+++ TEXTE RETENU +++

Avez-vous remarqué l’utilisation de plus en plus répandue de l’expression « droits de scolarité » au lieu de « frais de scolarité » dans les médias? Il me semble qu’au début du conflit on parlait surtout en terme de hausse des frais de scolarité. De plus en plus, il s’agit de la hausse des droits de scolarité.
J’admets que les expressions sont synonymes en pratique, mais à un niveau plus subtil, il y a une différence. Prenons « frais de scolarité ». Cette expression induit qu’un individu a l’opportunité d’étudier et qu’il doit payer des frais pour se faire. Mais c’est dans la comparaison avec « droits de scolarité » que la distinction se dégage, et c’est ce qui peut faire une différence au niveau de la perception.
Oui le terme « droit » (surtout dans sa forme plurielle) signifie, entre autres, « une somme d’argent qui peut être exigée », mais il peut aussi être utilisé dans le sens de « faire valoir ses droits ». Et ça tombe que l’argument principal des étudiants contre la hausse vise justement le droit à l’éducation pour tous.
C’est comme si, en utilisant « droits de scolarité », on suggérait, à un niveau inconscient, que le droit à l’éducation n’existe pas puisqu’il faut payer des « droits » pour y accéder. Et au niveau conscient, pointer plus amplement telle signification au lieu d’une autre n’est pas sans utilité dans une optique de guerre d’opinion comme celle que nous vivons en ce moment. Donc, à mon avis, c’est dans le jeu du gouvernement de populariser l’expression « droits de scolarité ».
D’ailleurs, le gouvernement Charest a créé un site web pour faire la promotion de la hausse. Que l’on indique « droits de scolarité » ou « frais de scolarité » dans la fenêtre de recherche de Google, le premier résultat est un lien commandité qui pointe vers ce site. Comme par magie, le site a pour adresse « droitsdescolarité.com/ » et il n’y est jamais question de « frais de scolarité », toujours de « droits de scolarité ». (J’ai rédigé cette dernière phrase avant d’aller vérifier, tellement j’étais sûr de mon coup!)

+++

### CONSIGNE 1:
Dans les lignes d'annotation, réécrivez le passage allant de la ligne qui contient « Hello! Your assignment is to find the lifeguard » jusqu'à celle qui contient « 801,379,821,398 », en remplaçant « chair » par « seat » sans rien modifier d'autre.

+++ DONNÉES FOURNIES +++

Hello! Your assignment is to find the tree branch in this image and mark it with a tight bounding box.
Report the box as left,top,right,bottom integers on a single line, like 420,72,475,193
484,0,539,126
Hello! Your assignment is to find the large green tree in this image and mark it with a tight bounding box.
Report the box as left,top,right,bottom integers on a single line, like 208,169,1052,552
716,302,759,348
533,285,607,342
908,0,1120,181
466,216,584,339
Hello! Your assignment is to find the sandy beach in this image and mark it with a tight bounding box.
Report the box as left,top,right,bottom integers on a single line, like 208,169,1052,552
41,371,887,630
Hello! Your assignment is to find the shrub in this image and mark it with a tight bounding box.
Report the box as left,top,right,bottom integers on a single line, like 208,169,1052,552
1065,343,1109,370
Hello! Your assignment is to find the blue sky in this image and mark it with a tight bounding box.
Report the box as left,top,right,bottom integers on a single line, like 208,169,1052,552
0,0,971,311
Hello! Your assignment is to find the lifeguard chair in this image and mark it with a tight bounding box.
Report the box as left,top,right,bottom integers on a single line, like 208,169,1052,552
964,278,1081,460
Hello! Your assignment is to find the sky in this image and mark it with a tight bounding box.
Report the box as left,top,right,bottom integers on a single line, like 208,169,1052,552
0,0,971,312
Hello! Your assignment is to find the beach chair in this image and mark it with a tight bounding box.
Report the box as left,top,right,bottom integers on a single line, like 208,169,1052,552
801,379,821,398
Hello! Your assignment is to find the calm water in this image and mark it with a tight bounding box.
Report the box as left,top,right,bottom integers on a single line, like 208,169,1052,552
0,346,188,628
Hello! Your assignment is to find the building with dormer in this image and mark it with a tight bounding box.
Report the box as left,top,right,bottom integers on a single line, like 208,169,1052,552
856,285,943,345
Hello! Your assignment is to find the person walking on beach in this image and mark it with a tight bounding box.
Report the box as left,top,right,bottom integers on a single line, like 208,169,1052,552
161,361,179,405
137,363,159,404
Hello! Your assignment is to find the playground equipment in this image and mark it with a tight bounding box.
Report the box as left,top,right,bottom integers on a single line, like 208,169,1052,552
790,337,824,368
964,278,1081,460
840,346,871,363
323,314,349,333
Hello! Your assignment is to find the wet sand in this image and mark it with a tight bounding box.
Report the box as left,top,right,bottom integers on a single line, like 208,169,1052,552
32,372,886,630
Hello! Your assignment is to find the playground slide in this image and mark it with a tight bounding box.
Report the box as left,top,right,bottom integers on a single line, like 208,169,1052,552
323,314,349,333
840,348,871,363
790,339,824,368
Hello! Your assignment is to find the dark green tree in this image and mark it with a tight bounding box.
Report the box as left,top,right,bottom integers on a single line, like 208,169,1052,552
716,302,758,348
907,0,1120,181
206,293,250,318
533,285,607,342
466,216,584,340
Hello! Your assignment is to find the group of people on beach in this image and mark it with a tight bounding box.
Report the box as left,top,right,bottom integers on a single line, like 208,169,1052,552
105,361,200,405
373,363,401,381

+++

### CONSIGNE 2:
Répondez aux questions suivantes d'après le texte retenu.
(a) Selon le texte retenu, quel est l'argument principal des étudiants contre la hausse ?
(b) Quel gouvernement a créé un site web pour faire la promotion de la hausse ?
(c) Quelle est l'adresse de ce site ?

### RÉPONSE 1:
Hello! Your assignment is to find the lifeguard seat in this image and mark it with a tight bounding box.
Report the box as left,top,right,bottom integers on a single line, like 208,169,1052,552
964,278,1081,460
Hello! Your assignment is to find the sky in this image and mark it with a tight bounding box.
Report the box as left,top,right,bottom integers on a single line, like 208,169,1052,552
0,0,971,312
Hello! Your assignment is to find the beach seat in this image and mark it with a tight bounding box.
Report the box as left,top,right,bottom integers on a single line, like 208,169,1052,552
801,379,821,398

### RÉPONSE 2:
(a) Le droit à l'éducation pour tous.
(b) Le gouvernement Charest.
(c) « droitsdescolarité.com/ ».